▶ _TASK 1_
Rewrite the paragraph of the passage on Smikros that begins "The latest and most imaginative take" as a shorter bulleted list, keeping its main facts.

▶ _TEXT_

☆ ☆ ☆ ☆ ☆ ☆ ☆

The latest and most imaginative take on this issue is that of Guy Hedreen, who argues in The Image of the Artist in Archaic and Classical Greece: Art, Poetry, and Subjectivity that “Smikros” is not a real individual at all, but a sort of pen name for the better-known and more prolific Pioneer vase painter Euphronios. Since their styles of painting are practically indistinguishable at times, it is generally assumed that Smikros studied under Euphronios, although qualitatively the works by Smikros are considered inferior. Hedreen posits that the few signed vases, including the Brussels stamnos that is normally considered one of the better paintings by Smikros, are instances of “pictorial inventiveness” by Euphronios, who takes on the pseudonym as a kind of symposium joke. Hedreen compares this fabrication to Dada artist Marcel Duchamp’s depiction of himself as Rrose Sélavy in a famous photograph by Man Ray (1920). Such subjectivity on the part of a pot painter would be highly unusual, as there are no other secure cases in Greek art (in spite of Hedreen’s equation of Epilykos with Skythes). While admittedly we know little about the reception of Greek vases in antiquity, it is notable in this context that most extant Attic red-figure vases were exported to Etruria, and one then wonders how such “jokes” would have been understood by an Etruscan clientele.

☆ ☆ ☆ ☆ ☆ ☆ ☆

▶ _SUPPLIED RECORDS_
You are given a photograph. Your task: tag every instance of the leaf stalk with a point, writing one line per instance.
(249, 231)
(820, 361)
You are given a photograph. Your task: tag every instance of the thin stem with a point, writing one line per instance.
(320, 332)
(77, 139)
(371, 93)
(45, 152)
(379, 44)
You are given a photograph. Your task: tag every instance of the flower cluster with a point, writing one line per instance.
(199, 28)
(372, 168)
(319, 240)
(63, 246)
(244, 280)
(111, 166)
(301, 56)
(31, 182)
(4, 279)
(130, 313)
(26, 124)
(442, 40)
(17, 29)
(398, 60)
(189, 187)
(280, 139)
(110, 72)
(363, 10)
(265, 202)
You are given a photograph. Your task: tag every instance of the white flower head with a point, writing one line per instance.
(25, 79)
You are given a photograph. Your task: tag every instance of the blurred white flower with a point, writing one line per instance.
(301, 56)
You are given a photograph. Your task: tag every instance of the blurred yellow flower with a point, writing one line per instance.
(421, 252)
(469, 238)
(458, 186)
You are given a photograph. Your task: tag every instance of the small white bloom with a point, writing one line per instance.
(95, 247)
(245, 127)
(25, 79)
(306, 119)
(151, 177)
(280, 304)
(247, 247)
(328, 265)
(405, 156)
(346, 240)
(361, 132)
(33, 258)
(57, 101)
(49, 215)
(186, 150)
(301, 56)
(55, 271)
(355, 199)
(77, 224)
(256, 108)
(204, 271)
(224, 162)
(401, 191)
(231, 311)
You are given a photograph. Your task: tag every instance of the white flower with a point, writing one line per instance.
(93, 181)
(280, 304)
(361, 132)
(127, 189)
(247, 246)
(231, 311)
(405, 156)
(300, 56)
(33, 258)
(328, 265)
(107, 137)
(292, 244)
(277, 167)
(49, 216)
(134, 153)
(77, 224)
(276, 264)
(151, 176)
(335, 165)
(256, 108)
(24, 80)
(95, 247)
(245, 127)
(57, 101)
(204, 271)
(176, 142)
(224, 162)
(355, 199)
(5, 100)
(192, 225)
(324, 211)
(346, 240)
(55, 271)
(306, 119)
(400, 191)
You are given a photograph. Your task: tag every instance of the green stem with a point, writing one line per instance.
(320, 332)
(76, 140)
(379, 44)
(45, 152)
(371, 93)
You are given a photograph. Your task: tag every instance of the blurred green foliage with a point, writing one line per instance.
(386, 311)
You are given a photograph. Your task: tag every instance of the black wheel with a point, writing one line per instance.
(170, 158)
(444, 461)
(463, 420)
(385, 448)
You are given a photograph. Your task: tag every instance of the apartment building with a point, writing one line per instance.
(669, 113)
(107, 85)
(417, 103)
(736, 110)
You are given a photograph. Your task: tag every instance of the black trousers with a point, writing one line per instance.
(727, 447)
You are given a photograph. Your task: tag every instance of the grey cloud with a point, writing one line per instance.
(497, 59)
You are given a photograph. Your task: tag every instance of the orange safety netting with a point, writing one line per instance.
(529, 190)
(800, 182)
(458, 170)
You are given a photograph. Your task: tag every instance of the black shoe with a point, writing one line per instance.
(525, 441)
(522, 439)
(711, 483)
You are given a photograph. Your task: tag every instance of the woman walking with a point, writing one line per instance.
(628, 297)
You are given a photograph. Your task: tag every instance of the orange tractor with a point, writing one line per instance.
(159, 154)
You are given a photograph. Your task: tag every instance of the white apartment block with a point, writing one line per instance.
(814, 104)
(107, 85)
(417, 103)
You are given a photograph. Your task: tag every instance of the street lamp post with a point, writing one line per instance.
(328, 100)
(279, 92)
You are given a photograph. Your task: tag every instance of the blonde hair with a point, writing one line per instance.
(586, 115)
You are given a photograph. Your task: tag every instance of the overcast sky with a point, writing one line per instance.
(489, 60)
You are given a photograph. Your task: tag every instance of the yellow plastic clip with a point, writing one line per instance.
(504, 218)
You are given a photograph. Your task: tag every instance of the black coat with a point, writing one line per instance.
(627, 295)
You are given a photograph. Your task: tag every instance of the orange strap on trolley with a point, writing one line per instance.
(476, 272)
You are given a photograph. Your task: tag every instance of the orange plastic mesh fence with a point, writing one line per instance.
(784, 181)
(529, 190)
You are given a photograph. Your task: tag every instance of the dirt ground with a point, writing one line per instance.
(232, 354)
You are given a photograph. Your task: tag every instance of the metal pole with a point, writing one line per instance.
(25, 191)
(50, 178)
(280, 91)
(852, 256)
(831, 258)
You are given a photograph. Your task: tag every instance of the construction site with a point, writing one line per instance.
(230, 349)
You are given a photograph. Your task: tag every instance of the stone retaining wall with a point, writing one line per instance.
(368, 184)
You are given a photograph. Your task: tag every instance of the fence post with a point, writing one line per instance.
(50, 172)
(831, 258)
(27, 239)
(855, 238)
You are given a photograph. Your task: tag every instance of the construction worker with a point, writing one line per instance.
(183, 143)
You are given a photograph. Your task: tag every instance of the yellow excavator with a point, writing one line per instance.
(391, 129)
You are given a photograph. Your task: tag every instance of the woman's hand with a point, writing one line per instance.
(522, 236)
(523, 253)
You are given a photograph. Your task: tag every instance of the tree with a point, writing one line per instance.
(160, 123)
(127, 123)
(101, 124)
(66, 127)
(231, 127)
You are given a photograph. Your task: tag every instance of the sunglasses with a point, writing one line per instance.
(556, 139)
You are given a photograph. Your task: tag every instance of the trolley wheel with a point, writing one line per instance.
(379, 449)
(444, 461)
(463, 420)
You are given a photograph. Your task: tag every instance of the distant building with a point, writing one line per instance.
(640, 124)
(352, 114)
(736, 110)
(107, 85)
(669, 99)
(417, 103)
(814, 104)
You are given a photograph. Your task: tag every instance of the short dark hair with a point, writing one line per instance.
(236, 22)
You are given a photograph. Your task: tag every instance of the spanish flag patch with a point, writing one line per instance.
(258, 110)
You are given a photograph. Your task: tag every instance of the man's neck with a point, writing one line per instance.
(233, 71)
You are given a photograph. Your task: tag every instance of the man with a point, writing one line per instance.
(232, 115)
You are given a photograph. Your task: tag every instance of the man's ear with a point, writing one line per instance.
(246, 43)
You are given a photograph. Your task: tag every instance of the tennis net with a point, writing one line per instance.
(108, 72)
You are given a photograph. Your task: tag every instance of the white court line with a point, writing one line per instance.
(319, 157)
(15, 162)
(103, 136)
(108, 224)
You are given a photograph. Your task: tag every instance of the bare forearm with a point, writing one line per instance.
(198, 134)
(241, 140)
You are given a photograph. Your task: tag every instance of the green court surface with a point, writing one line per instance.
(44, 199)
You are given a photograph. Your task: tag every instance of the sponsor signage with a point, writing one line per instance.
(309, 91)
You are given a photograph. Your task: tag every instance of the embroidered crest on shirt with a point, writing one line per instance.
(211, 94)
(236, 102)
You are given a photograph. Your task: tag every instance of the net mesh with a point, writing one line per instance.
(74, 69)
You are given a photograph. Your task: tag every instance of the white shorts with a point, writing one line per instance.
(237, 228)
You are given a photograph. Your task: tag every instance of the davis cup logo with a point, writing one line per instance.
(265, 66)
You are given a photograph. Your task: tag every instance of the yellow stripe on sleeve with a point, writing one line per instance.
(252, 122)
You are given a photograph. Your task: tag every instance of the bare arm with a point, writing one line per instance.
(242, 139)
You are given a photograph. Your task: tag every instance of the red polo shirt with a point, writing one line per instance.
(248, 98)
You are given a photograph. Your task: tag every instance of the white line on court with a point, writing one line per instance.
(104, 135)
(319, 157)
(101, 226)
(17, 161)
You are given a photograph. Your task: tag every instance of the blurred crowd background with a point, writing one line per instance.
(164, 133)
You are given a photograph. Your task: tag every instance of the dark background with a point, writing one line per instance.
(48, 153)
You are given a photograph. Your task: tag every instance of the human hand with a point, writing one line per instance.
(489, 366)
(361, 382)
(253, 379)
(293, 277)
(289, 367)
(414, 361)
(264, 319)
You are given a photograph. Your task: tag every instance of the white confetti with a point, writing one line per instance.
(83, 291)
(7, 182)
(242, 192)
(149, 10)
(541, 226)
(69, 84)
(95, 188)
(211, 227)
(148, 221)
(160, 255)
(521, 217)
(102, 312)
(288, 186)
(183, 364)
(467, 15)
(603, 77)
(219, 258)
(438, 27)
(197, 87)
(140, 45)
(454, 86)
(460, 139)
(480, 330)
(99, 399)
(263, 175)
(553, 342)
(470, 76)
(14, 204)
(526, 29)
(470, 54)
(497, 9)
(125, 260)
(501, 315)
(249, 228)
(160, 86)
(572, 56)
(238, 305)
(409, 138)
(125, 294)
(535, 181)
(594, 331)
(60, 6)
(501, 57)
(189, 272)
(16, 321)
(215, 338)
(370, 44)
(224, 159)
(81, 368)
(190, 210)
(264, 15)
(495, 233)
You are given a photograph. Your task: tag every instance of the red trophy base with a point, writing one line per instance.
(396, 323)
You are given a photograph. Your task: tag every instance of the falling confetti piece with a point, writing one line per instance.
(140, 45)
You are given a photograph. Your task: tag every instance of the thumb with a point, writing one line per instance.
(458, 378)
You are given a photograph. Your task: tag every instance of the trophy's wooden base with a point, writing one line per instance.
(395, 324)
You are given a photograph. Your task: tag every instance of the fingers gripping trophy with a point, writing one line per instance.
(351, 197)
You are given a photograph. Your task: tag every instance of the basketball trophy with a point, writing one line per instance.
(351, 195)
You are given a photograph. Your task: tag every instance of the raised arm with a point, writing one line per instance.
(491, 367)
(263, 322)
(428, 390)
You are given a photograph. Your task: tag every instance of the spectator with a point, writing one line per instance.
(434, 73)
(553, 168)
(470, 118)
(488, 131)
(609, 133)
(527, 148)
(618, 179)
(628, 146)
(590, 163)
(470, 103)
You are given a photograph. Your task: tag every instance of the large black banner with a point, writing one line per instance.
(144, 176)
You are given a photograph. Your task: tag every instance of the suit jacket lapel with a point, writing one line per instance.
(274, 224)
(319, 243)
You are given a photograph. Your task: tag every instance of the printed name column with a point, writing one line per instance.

☆ ☆ ☆ ☆ ☆ ☆ ☆

▶ _TASK 2_
Pick out every line of the listing that contains the string "plastic", and treat uppercase and lowercase letters as different.

▶ _EXERCISE ANSWER 1_
- In The Image of the Artist in Archaic and Classical Greece: Art, Poetry, and Subjectivity, Guy Hedreen argues that "Smikros" was not a real person but a pen name for the better-known, more prolific Pioneer vase painter Euphronios.
- Their styles are sometimes nearly indistinguishable. Smikros is usually assumed to have studied under Euphronios, and his work is considered inferior.
- Hedreen treats the few signed vases, including the Brussels stamnos, as "pictorial inventiveness" by Euphronios, who adopted the pseudonym as a symposium joke.
- He compares this to Marcel Duchamp posing as Rrose Sélavy in Man Ray's 1920 photograph.
- Such subjectivity in a pot painter would be highly unusual, since Greek art offers no other secure cases, despite Hedreen equating Epilykos with Skythes.
- Most surviving Attic red-figure vases went to Etruria, which raises the question of how an Etruscan clientele would have understood such "jokes."

▶ _EXERCISE ANSWER 2_
You are given a photograph. Your task: tag every instance of the yellow plastic clip with a point, writing one line per instance.
You are given a photograph. Your task: tag every instance of the orange plastic mesh fence with a point, writing one line per instance.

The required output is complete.